** Start of Dataset content **
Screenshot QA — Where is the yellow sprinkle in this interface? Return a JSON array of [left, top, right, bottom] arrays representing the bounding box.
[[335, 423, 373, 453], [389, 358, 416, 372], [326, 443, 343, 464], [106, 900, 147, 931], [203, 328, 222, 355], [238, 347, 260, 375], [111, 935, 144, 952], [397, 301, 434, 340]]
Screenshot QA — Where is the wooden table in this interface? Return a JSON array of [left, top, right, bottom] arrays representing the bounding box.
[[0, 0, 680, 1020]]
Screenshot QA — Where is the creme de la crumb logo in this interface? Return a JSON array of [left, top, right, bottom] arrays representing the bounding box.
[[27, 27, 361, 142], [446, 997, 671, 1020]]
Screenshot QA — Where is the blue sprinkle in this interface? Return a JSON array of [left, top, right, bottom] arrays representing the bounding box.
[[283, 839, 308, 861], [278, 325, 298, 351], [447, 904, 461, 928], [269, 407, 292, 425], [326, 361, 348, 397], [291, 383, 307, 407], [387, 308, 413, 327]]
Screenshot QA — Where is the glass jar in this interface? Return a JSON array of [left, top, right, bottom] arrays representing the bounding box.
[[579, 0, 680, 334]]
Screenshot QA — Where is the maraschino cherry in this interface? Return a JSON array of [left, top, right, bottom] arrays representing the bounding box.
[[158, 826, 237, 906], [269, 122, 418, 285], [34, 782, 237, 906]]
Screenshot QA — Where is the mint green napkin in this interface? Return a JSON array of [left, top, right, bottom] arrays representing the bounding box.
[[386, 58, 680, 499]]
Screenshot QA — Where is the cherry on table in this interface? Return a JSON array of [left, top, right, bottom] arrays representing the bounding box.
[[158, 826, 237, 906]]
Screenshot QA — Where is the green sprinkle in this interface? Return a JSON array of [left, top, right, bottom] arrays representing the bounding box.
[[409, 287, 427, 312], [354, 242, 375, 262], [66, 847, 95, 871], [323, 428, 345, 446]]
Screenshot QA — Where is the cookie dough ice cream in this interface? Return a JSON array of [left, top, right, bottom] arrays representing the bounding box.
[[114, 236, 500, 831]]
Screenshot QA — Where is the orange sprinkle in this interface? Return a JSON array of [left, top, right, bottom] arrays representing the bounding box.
** End of Dataset content **
To do. Locate every line above that contains the string "table", matching case exactly, and copy each of those lines in full.

Solution.
Screenshot QA — Where is the wooden table in this interface? Return a JSON array of [left, top, right, bottom] arrays representing the bounding box.
Screenshot QA — Where is the cherry on table in this interface? Return a JSON array of [left, top, right, bottom] arrays representing the bounding box.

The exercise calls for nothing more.